Records from a dataset
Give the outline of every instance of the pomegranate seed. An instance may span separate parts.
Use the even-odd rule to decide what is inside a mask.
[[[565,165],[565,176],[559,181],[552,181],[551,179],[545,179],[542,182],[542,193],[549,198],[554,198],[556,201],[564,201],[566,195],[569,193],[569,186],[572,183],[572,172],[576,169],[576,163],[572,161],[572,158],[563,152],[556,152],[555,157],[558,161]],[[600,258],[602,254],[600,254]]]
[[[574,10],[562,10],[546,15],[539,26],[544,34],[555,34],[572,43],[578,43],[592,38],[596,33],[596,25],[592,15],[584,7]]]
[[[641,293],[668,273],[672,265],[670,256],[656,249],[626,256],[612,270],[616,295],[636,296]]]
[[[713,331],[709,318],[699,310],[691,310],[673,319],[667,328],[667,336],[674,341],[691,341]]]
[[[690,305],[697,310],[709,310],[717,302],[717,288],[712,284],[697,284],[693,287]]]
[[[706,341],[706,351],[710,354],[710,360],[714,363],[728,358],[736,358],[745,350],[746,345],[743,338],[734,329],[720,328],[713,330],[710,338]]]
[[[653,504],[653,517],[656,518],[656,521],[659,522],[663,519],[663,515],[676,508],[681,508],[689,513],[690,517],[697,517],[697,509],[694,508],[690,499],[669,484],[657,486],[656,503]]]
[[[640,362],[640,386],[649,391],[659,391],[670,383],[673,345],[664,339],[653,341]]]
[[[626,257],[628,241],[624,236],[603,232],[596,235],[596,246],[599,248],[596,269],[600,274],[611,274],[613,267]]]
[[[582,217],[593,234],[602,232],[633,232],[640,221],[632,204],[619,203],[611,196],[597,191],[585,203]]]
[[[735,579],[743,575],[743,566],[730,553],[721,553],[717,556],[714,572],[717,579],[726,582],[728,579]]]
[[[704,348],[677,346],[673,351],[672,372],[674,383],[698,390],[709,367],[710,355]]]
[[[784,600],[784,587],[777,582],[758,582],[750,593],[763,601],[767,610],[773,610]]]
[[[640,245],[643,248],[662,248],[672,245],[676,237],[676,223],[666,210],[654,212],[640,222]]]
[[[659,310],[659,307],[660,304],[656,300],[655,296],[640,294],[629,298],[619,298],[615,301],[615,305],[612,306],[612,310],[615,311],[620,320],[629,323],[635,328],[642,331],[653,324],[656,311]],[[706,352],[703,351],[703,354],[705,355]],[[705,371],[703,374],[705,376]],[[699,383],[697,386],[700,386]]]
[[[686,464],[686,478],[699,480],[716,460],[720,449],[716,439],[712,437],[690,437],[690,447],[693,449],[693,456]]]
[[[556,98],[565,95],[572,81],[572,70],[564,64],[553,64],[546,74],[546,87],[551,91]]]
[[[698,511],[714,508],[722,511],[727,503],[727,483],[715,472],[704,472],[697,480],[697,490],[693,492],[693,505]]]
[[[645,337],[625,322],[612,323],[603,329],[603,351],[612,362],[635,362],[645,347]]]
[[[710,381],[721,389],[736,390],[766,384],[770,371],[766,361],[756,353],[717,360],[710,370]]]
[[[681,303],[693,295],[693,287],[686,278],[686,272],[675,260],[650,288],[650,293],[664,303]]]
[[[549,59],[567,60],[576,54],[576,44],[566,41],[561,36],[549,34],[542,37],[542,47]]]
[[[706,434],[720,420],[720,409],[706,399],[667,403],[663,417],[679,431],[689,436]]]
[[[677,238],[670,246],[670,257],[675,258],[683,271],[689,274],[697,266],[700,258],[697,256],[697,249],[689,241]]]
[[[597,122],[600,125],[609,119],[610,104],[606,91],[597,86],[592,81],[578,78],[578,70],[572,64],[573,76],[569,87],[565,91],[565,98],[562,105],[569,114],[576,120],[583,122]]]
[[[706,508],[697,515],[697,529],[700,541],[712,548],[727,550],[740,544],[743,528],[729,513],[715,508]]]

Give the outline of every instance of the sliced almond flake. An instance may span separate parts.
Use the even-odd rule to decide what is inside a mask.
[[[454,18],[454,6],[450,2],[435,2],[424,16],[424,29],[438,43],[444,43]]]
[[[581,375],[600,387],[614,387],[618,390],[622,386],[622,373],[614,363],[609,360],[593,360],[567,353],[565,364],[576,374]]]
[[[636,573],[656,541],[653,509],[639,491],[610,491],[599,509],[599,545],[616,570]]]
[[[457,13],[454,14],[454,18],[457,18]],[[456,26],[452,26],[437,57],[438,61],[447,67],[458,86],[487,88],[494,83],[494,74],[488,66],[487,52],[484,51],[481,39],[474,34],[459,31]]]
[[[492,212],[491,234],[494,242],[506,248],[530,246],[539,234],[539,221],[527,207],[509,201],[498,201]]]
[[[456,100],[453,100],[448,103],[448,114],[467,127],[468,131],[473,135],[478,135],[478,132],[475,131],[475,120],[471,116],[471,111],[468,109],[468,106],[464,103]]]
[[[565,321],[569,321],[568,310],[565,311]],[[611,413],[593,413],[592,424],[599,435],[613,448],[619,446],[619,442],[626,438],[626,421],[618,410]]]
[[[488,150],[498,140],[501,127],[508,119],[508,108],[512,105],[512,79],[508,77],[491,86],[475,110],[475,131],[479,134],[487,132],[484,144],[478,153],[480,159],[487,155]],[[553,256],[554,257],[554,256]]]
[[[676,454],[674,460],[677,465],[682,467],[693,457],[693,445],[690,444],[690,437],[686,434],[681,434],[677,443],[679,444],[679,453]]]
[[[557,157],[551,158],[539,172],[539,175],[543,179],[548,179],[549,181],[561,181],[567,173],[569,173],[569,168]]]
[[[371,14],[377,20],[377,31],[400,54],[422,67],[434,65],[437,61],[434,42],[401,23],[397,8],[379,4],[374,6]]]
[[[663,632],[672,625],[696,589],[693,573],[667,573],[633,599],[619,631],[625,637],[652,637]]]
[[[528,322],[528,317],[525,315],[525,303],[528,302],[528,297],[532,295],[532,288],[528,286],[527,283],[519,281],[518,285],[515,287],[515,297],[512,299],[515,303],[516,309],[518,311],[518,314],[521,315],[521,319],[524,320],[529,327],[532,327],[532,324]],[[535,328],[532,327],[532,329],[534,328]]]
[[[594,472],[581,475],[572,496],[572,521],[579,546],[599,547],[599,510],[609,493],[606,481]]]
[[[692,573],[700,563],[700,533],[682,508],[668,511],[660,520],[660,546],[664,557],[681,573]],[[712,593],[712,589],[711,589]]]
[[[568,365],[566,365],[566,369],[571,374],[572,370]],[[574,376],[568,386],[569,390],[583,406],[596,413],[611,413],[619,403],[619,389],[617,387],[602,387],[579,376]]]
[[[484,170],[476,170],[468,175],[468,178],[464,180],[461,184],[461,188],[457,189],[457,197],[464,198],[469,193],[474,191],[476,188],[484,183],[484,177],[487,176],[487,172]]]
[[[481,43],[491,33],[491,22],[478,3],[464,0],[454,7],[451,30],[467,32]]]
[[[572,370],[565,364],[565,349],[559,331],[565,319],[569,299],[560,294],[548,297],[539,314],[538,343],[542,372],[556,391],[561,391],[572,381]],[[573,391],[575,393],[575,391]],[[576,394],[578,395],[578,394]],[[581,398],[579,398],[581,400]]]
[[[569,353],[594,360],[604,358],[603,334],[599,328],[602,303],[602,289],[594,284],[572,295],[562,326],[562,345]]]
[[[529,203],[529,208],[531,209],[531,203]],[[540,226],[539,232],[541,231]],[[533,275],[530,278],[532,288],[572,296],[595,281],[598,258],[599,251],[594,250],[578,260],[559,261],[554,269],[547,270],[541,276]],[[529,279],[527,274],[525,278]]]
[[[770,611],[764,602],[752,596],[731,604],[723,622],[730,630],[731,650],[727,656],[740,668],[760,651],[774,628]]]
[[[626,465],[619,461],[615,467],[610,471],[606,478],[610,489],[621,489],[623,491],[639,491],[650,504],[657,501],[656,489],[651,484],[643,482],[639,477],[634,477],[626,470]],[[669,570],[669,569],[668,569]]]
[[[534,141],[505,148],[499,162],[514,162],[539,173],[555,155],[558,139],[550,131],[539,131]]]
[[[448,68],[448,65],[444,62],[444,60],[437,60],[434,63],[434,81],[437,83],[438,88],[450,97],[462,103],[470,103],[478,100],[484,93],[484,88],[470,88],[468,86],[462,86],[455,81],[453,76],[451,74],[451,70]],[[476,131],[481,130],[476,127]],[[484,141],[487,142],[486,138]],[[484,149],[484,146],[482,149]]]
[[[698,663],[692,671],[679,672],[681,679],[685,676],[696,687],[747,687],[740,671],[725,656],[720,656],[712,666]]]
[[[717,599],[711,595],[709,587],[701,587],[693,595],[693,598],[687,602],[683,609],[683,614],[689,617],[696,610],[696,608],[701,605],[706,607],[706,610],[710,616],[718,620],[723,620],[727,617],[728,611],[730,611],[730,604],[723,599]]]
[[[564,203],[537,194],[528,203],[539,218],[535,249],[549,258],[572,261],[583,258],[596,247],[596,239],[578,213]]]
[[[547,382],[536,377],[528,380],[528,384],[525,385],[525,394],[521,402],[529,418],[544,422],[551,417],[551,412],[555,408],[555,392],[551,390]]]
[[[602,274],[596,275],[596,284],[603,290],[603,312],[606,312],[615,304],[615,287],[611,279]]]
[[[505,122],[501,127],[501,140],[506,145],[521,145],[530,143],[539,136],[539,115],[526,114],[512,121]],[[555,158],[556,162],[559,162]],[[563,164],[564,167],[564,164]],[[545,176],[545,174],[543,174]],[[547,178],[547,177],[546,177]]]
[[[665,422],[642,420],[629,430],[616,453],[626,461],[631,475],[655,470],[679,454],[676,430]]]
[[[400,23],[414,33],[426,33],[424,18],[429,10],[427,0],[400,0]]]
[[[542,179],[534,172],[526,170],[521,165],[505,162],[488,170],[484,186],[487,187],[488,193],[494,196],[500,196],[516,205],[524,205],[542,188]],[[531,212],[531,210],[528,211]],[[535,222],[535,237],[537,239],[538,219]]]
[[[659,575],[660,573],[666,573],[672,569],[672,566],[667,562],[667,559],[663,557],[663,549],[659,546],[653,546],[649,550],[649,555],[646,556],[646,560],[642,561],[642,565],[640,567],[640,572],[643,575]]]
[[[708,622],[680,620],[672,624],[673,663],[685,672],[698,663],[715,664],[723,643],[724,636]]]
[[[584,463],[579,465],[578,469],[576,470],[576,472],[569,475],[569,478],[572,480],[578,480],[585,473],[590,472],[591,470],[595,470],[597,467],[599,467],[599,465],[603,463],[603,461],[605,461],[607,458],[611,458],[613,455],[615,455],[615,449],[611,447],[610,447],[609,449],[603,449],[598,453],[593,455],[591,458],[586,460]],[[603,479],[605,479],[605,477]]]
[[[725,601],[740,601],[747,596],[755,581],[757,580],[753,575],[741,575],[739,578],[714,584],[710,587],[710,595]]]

■ **Given task**: State how many lines of the records contain the word "outline", treating uppercase and lowercase as different. Reply with the number alone.

■ **In response**: 2